Problem description:
Extract every line of the data below that contains the string "cabinet". Case matters, so include only lines where the capitalization matches.

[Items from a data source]
╭──

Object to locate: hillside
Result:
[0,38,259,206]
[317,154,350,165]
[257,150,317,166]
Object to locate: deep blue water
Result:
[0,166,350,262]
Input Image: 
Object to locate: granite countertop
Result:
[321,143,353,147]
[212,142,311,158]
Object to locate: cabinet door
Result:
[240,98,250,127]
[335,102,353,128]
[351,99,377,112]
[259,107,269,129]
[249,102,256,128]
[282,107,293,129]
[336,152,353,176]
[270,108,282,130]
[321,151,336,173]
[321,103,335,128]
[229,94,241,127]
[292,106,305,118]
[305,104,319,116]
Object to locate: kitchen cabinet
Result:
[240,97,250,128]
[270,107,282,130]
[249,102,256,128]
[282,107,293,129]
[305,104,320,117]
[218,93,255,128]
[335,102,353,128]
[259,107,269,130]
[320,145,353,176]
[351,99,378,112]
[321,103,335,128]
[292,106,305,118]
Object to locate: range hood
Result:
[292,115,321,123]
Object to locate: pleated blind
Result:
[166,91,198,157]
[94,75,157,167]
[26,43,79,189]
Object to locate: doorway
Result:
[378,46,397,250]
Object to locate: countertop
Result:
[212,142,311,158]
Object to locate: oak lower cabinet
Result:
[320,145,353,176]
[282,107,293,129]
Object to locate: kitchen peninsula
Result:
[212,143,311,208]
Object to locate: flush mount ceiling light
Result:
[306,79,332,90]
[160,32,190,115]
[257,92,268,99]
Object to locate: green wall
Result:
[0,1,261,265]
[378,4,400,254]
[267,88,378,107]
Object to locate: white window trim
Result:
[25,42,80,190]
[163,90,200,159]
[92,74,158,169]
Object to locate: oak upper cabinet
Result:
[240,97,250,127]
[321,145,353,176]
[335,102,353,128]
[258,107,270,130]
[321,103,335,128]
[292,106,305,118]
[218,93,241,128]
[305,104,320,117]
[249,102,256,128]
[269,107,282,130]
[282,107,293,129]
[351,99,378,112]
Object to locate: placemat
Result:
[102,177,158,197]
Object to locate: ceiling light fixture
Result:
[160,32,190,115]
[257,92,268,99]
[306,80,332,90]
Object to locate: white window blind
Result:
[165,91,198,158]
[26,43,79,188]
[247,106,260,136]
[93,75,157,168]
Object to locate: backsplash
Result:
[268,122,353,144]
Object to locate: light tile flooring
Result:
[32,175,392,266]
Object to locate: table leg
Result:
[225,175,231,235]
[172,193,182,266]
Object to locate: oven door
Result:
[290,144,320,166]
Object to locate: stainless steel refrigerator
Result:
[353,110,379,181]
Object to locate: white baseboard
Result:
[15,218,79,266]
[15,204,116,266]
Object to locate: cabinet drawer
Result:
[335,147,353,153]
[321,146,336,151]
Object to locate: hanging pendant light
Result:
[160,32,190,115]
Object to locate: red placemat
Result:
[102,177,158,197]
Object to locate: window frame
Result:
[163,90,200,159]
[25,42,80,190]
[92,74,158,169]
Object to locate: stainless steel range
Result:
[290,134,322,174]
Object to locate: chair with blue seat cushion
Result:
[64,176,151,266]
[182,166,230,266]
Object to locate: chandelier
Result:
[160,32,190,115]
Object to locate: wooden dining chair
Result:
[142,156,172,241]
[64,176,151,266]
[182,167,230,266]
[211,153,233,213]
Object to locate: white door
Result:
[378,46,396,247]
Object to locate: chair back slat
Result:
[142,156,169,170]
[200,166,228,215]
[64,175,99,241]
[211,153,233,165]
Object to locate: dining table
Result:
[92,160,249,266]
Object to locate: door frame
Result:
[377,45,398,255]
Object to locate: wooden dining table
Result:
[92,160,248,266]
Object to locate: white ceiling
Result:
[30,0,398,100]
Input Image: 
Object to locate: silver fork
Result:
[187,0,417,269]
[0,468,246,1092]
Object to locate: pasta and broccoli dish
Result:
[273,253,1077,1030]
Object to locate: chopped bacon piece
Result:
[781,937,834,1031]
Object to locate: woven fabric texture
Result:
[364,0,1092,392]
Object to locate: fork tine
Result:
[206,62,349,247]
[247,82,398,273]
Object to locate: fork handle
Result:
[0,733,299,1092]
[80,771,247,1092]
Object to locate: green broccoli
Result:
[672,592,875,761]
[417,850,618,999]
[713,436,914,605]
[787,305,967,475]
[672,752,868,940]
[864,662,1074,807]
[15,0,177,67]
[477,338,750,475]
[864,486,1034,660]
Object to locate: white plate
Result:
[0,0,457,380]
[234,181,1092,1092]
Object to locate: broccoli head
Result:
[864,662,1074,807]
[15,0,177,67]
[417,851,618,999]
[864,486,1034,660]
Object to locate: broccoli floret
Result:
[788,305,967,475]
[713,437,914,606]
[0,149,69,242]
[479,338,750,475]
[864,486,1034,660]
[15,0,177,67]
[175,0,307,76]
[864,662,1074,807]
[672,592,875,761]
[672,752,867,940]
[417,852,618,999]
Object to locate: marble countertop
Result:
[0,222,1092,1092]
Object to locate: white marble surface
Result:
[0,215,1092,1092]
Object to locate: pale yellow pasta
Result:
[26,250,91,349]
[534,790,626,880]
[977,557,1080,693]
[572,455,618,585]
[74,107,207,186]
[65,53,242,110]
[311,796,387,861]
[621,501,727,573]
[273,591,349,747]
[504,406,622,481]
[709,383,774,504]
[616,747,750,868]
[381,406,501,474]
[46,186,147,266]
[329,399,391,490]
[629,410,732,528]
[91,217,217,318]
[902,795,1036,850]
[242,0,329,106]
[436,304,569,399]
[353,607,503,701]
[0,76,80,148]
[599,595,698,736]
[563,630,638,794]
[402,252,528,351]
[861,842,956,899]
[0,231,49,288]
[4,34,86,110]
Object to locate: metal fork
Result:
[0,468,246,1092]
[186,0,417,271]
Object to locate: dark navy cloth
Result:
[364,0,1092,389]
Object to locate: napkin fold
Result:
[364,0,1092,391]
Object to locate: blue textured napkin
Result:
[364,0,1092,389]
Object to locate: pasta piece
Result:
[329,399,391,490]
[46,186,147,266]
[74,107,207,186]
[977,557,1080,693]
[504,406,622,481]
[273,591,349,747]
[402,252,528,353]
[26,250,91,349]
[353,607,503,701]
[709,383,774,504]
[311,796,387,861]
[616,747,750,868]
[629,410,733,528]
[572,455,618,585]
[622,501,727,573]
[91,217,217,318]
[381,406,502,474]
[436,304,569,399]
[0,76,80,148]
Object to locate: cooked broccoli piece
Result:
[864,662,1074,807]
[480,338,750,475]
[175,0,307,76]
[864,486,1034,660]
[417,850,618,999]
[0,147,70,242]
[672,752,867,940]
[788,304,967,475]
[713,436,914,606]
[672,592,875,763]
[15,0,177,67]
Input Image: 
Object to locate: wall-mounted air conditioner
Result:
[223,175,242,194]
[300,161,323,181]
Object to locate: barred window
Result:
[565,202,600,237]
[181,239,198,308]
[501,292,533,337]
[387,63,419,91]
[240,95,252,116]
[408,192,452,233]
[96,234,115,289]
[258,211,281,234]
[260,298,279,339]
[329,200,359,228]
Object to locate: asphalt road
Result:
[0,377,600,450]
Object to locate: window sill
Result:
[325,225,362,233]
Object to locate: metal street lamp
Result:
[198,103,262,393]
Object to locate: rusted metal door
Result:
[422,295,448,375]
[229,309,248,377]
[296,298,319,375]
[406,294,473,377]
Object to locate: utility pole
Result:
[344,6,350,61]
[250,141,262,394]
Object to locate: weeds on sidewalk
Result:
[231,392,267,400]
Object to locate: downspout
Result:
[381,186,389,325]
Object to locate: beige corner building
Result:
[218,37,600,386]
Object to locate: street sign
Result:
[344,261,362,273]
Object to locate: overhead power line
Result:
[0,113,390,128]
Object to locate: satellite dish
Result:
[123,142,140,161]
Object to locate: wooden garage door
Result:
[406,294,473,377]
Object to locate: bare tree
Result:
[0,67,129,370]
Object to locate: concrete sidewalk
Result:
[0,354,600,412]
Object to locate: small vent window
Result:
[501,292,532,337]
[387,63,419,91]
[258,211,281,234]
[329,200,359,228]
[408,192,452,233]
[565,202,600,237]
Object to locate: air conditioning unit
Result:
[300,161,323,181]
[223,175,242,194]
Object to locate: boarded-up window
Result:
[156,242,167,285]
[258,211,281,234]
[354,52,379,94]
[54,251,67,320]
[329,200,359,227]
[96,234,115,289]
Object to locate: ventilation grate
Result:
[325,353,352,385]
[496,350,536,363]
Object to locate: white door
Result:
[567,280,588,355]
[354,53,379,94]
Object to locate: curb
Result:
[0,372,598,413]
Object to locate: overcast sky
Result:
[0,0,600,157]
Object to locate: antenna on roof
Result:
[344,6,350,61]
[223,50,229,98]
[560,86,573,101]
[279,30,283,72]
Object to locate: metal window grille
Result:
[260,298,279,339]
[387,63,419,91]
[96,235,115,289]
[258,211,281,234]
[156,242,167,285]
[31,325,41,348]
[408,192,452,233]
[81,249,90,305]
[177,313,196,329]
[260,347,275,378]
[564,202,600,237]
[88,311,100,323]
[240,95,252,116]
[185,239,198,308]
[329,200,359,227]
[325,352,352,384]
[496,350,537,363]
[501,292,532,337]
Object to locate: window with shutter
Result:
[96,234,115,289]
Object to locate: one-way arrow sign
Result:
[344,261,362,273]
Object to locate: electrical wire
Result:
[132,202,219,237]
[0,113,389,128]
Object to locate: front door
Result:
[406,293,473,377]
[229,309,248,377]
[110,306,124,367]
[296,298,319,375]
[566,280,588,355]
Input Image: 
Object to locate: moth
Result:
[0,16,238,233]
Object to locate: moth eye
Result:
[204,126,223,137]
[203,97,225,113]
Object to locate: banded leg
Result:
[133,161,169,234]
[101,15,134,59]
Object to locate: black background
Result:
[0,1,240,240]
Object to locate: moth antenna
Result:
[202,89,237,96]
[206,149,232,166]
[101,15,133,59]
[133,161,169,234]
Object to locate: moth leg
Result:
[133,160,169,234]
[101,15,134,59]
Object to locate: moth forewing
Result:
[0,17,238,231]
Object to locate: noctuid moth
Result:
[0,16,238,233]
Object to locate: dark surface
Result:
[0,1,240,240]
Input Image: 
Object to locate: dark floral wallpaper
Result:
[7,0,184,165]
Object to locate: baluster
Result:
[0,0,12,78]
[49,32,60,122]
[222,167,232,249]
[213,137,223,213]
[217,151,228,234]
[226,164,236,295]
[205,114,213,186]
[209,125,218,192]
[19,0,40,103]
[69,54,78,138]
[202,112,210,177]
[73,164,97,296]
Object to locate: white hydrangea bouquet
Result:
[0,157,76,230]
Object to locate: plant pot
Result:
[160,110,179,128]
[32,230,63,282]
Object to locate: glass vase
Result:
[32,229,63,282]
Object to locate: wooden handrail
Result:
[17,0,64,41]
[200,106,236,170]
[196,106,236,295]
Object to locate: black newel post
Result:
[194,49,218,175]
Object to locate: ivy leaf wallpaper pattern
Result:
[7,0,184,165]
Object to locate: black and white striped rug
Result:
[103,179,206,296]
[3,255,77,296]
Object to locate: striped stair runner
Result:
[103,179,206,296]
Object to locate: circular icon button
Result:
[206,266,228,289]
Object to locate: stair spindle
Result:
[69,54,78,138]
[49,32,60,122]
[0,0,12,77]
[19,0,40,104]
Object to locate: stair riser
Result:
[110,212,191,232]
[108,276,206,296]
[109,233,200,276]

╰──

Exercise output:
Object to locate: cabinet door
Object to locate: kitchen cabinet
Object to locate: oak lower cabinet
Object to locate: oak upper cabinet
Object to locate: cabinet drawer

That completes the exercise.